GIVEN RECORDS start

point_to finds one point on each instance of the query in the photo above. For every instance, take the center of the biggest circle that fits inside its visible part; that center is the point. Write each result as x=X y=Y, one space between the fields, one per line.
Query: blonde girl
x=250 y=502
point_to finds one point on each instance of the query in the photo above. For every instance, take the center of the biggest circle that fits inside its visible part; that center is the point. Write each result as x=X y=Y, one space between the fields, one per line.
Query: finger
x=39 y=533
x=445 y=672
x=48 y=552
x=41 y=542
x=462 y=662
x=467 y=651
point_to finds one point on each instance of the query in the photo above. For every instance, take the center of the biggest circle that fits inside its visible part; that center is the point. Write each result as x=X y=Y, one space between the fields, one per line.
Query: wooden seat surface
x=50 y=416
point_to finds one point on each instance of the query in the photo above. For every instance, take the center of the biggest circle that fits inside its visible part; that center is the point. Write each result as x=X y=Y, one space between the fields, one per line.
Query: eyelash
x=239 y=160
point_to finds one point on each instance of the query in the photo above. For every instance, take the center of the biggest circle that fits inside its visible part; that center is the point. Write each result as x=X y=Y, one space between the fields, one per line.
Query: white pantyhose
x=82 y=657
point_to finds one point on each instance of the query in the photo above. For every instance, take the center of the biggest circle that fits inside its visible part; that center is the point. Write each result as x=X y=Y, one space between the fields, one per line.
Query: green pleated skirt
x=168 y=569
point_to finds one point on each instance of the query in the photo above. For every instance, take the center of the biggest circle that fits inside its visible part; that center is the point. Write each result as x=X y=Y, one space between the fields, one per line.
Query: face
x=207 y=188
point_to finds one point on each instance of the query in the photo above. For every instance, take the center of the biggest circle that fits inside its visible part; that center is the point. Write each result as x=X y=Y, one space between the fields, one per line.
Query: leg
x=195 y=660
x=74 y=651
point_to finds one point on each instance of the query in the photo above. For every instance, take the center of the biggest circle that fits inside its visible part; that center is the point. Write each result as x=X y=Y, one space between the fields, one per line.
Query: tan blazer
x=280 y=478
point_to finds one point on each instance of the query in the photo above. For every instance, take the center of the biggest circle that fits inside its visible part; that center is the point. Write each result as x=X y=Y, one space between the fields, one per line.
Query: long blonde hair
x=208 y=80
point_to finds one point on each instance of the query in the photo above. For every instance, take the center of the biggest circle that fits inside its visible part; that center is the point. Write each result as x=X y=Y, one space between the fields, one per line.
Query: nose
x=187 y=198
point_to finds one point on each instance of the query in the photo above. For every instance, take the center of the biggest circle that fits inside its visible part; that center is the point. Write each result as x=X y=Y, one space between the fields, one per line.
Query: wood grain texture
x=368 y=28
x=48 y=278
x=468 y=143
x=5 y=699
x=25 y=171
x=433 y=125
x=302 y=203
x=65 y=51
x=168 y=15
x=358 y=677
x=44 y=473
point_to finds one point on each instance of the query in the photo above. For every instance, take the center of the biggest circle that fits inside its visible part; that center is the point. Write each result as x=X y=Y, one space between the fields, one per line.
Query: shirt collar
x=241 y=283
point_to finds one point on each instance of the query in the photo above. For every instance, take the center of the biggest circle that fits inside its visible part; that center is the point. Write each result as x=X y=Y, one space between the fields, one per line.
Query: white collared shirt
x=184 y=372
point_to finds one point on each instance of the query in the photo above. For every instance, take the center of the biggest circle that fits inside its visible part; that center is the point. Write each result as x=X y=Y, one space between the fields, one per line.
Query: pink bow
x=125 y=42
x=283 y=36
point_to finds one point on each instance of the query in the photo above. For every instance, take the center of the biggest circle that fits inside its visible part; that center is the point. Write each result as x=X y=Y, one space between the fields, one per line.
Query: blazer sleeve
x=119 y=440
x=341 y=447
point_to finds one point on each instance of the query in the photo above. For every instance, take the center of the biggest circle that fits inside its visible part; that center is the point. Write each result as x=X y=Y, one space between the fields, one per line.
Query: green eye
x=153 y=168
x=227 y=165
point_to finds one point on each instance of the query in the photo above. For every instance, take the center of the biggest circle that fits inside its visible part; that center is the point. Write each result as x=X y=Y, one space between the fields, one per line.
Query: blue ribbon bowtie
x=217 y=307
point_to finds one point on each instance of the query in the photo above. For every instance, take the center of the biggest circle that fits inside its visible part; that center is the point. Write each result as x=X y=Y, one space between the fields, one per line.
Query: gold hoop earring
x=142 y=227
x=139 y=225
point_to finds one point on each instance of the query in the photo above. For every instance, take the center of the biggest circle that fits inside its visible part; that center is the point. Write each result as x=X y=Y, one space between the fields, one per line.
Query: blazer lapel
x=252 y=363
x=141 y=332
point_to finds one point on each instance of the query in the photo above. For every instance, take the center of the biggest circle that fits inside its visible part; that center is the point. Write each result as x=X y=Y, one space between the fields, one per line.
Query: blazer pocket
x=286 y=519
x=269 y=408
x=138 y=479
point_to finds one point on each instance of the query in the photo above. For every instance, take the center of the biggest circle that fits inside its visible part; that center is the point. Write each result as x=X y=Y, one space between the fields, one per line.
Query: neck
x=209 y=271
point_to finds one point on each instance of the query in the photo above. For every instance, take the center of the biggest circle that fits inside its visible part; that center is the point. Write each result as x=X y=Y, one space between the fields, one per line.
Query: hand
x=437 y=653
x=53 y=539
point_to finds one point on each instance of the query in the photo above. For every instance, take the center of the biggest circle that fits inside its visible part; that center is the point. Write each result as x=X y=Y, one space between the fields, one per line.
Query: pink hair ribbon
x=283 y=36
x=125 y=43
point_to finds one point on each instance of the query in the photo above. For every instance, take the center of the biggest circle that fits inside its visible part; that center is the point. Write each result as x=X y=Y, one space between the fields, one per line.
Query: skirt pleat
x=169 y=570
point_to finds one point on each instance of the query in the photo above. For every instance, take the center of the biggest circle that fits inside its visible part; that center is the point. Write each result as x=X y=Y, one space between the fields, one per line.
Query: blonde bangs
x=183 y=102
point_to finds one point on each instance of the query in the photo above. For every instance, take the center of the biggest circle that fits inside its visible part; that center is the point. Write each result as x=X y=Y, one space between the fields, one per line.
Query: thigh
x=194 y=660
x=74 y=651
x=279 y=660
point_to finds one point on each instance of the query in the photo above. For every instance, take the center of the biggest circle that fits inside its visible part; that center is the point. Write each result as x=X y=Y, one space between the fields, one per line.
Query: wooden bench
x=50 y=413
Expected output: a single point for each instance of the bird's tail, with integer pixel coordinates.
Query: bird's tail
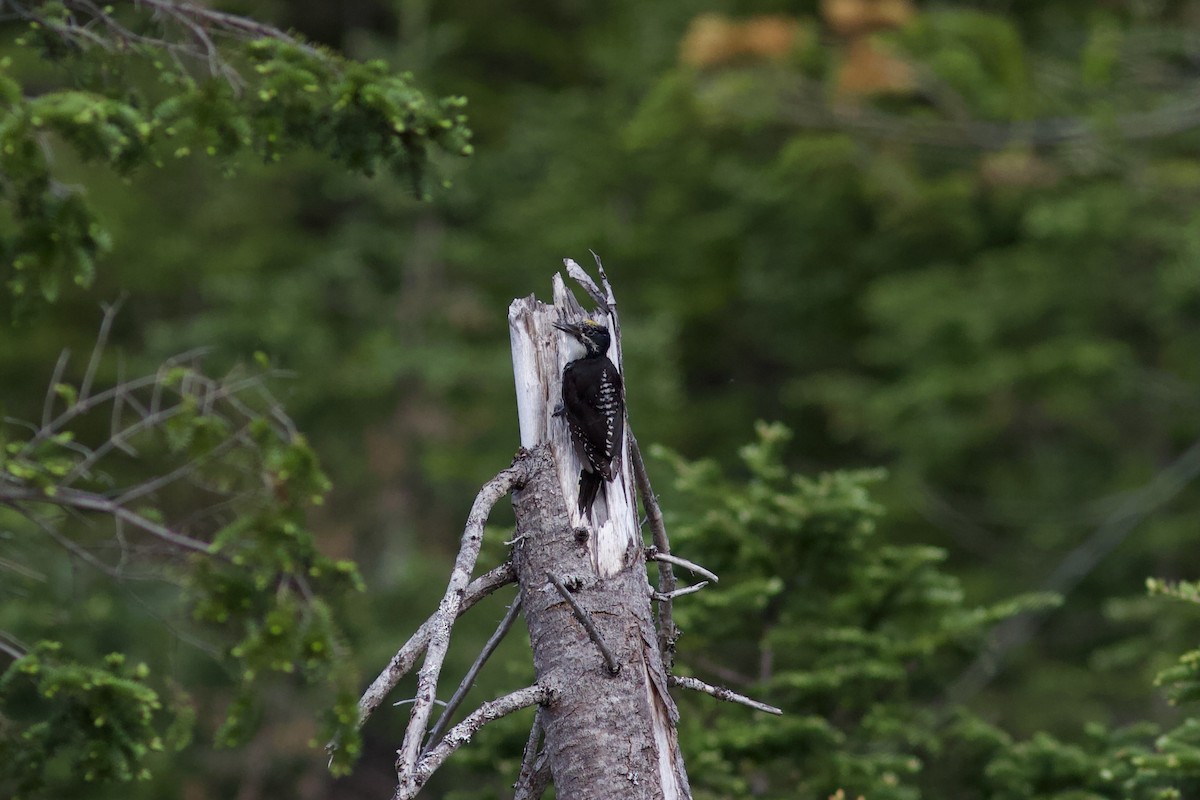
(589, 486)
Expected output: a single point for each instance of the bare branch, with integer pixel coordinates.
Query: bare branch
(90, 501)
(679, 593)
(720, 693)
(529, 759)
(655, 555)
(64, 542)
(586, 621)
(418, 774)
(667, 630)
(51, 391)
(448, 611)
(414, 648)
(468, 680)
(576, 272)
(11, 645)
(106, 326)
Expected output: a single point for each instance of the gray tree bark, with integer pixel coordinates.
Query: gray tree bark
(607, 734)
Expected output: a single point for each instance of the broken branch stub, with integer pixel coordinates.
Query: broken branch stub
(538, 364)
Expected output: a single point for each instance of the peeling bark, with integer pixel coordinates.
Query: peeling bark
(606, 735)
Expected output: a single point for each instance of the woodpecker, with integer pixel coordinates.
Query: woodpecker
(594, 407)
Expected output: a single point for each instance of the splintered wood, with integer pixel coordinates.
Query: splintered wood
(538, 364)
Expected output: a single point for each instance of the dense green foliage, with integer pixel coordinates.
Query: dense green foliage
(975, 263)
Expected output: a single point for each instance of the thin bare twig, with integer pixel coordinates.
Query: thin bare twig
(586, 621)
(414, 777)
(720, 693)
(679, 593)
(468, 680)
(52, 390)
(90, 501)
(528, 758)
(407, 655)
(106, 326)
(667, 630)
(448, 611)
(11, 645)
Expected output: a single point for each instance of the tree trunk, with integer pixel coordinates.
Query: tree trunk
(609, 735)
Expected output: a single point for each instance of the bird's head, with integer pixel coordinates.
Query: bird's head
(592, 335)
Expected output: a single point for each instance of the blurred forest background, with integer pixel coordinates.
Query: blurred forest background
(958, 241)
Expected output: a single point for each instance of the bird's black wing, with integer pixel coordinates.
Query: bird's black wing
(594, 404)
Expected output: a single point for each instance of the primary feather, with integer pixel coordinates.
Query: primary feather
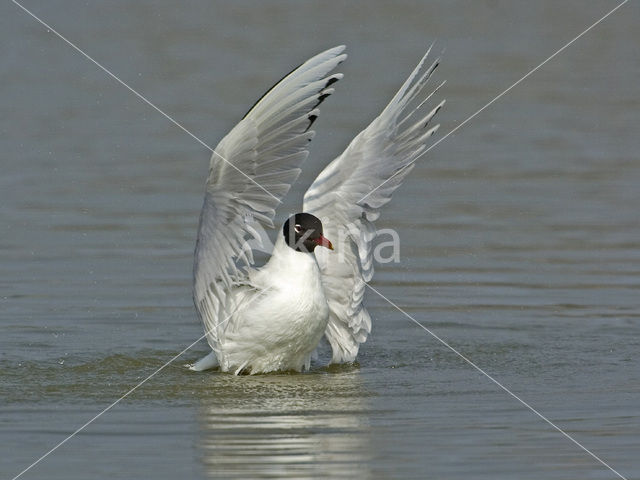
(348, 195)
(251, 169)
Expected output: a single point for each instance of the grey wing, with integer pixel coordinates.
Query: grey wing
(348, 195)
(251, 170)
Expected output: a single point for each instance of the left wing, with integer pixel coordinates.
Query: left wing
(251, 169)
(347, 197)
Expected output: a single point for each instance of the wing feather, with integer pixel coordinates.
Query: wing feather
(251, 170)
(348, 195)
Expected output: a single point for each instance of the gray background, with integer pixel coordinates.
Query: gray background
(520, 243)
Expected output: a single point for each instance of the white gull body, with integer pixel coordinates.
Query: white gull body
(273, 318)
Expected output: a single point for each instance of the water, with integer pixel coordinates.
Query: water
(520, 245)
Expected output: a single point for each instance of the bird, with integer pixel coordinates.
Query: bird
(272, 318)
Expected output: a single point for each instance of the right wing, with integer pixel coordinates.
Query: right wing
(251, 170)
(348, 195)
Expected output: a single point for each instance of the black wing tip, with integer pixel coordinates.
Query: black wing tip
(312, 118)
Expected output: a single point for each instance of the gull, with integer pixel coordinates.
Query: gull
(272, 318)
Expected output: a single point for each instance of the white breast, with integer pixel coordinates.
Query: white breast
(281, 330)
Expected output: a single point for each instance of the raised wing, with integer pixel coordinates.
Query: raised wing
(347, 197)
(251, 170)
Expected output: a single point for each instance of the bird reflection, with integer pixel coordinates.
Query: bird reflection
(286, 426)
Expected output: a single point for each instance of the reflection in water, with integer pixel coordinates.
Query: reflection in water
(286, 426)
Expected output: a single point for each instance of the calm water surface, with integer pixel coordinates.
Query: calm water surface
(520, 245)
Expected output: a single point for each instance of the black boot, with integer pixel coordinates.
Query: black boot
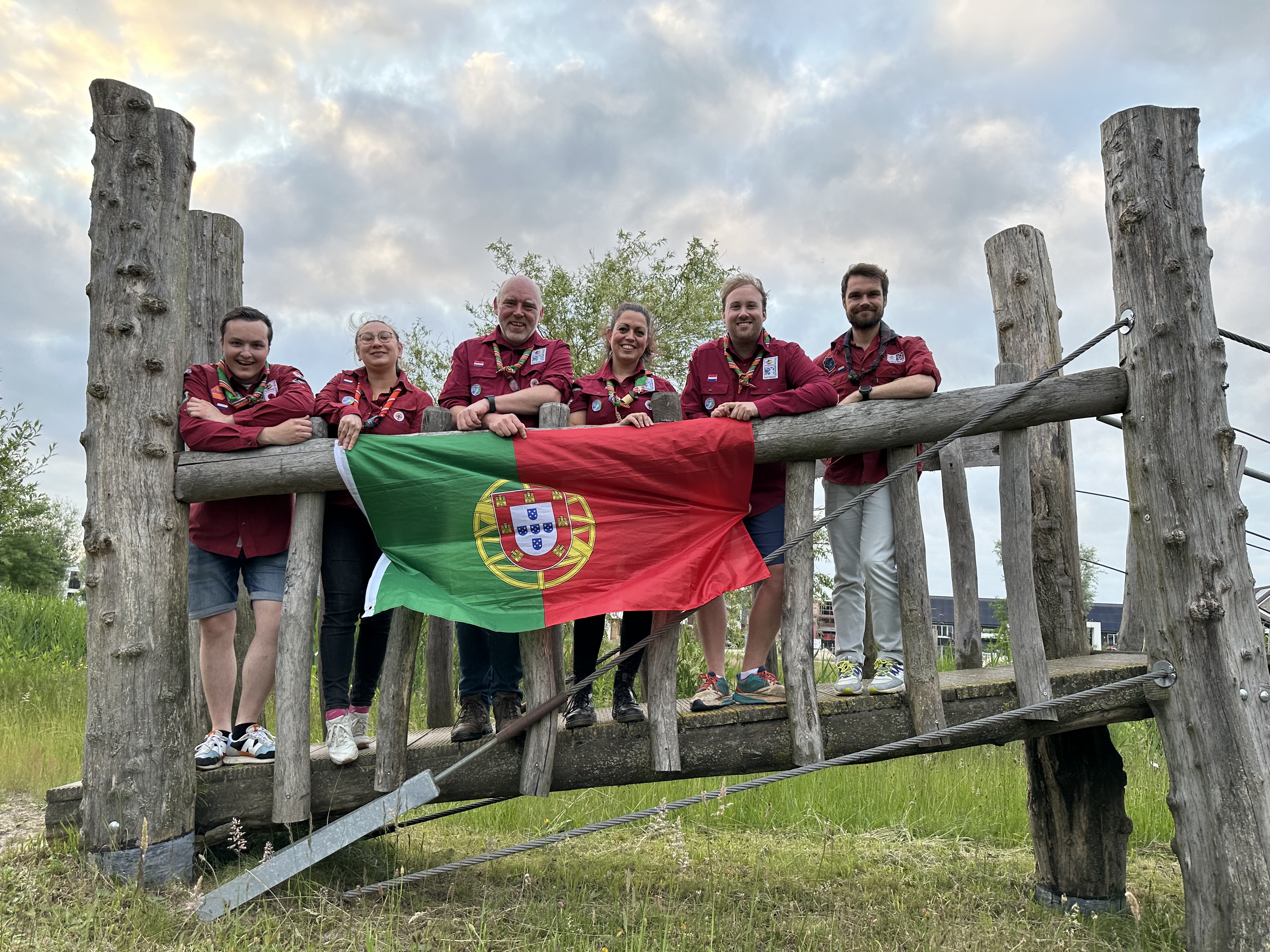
(507, 709)
(581, 711)
(473, 719)
(626, 710)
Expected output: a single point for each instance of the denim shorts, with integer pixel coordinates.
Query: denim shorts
(768, 531)
(214, 581)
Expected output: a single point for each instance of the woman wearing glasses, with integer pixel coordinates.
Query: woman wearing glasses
(376, 399)
(619, 395)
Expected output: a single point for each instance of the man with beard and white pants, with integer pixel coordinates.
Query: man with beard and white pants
(869, 362)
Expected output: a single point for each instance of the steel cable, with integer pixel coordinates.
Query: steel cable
(879, 753)
(1241, 339)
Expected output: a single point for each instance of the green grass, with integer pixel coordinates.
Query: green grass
(920, 853)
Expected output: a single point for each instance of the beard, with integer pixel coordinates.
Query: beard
(867, 320)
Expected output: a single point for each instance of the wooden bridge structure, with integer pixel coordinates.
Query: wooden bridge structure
(163, 275)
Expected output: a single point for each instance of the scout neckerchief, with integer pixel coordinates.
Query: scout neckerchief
(856, 376)
(643, 385)
(515, 369)
(226, 389)
(746, 380)
(373, 422)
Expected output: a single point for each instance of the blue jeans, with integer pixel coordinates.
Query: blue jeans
(489, 662)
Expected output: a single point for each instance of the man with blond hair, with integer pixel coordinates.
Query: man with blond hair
(748, 375)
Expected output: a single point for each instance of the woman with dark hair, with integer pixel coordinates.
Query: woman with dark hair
(619, 395)
(376, 399)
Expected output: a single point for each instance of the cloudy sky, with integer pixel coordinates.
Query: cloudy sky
(371, 151)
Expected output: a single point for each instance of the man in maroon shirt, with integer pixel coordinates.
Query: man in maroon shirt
(498, 382)
(750, 375)
(869, 362)
(241, 403)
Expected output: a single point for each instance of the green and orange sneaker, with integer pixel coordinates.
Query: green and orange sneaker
(760, 688)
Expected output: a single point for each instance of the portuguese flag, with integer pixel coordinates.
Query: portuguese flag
(515, 535)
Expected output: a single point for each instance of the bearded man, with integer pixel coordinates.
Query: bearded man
(869, 362)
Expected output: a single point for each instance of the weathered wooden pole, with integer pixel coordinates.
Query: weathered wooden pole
(439, 653)
(1027, 314)
(1192, 569)
(1076, 780)
(544, 675)
(797, 617)
(1027, 648)
(293, 671)
(139, 767)
(662, 657)
(968, 632)
(397, 685)
(214, 287)
(921, 675)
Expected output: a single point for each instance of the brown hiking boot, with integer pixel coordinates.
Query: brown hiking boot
(507, 709)
(473, 719)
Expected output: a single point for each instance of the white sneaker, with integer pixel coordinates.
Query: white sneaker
(849, 678)
(360, 724)
(888, 678)
(341, 745)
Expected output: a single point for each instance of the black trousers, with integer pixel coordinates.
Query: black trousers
(348, 558)
(590, 632)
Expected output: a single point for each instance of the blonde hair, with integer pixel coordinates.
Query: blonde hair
(742, 281)
(651, 349)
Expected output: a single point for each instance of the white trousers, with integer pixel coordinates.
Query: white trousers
(864, 558)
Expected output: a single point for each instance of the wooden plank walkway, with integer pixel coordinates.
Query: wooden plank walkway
(731, 742)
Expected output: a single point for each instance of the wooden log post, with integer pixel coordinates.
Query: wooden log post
(214, 289)
(1191, 565)
(440, 648)
(1027, 314)
(968, 632)
(1076, 781)
(139, 766)
(293, 672)
(662, 657)
(921, 675)
(544, 677)
(798, 621)
(1025, 643)
(397, 685)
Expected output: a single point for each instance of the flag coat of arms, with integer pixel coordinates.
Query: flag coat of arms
(516, 535)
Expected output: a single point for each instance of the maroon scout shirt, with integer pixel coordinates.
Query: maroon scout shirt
(337, 400)
(787, 382)
(255, 526)
(474, 374)
(901, 357)
(590, 394)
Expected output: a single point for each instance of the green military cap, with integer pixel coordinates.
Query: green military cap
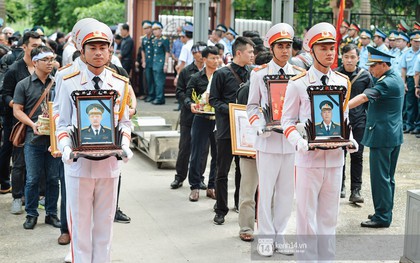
(94, 108)
(376, 56)
(326, 105)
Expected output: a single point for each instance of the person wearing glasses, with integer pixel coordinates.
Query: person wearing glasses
(38, 159)
(19, 70)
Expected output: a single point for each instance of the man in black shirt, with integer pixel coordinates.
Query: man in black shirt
(360, 80)
(186, 116)
(127, 47)
(39, 161)
(18, 71)
(224, 86)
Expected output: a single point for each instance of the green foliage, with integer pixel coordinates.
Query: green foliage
(16, 10)
(110, 12)
(67, 16)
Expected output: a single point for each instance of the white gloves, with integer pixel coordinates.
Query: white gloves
(261, 129)
(355, 144)
(128, 153)
(302, 145)
(66, 157)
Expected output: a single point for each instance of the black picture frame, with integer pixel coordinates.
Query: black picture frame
(107, 142)
(326, 98)
(276, 91)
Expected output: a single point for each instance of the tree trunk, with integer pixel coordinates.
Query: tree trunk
(3, 11)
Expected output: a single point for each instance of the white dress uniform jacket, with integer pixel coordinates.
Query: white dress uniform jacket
(109, 167)
(258, 97)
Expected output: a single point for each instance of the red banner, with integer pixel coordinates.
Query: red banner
(340, 19)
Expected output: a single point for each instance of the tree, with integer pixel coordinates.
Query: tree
(16, 10)
(67, 16)
(45, 13)
(110, 12)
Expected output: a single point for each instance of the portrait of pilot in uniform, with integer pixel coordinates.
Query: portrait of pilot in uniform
(95, 132)
(327, 127)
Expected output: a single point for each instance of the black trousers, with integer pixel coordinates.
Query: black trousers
(5, 155)
(356, 161)
(224, 160)
(18, 172)
(237, 181)
(184, 152)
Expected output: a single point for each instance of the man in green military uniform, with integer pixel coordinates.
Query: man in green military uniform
(383, 134)
(160, 62)
(327, 127)
(95, 132)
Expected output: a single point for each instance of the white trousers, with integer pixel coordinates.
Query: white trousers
(249, 184)
(275, 197)
(91, 210)
(317, 200)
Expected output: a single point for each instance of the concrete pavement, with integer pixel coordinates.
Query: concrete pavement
(166, 227)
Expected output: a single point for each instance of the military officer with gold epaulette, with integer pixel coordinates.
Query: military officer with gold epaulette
(91, 186)
(318, 172)
(275, 155)
(95, 132)
(160, 62)
(147, 59)
(383, 134)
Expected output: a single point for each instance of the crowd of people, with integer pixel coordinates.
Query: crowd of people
(380, 71)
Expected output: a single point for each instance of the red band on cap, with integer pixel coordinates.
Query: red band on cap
(321, 36)
(280, 35)
(95, 35)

GIVEN RECORDS end

Rewrite the listing starting at its first line and ending at the line that contains "x=467 y=651", changing "finger" to "thumb" and leaving everything else as it is.

point_to finds one point on each instance of the query in the photo above. For every instance, take the center of the biggest circle that fits inside its visible part; that center is the point. Write each result as x=X y=Y, one space between the fields, one per line.
Query: blonde girl
x=250 y=502
point_to finds one point on each instance of the query in the photo above. For every instance, take the center of the biggest circle that fits inside its visible part; that center is the point. Write each result as x=X y=Y, one space between the fields, one per line.
Query: thumb
x=39 y=533
x=445 y=672
x=48 y=552
x=41 y=542
x=462 y=662
x=467 y=651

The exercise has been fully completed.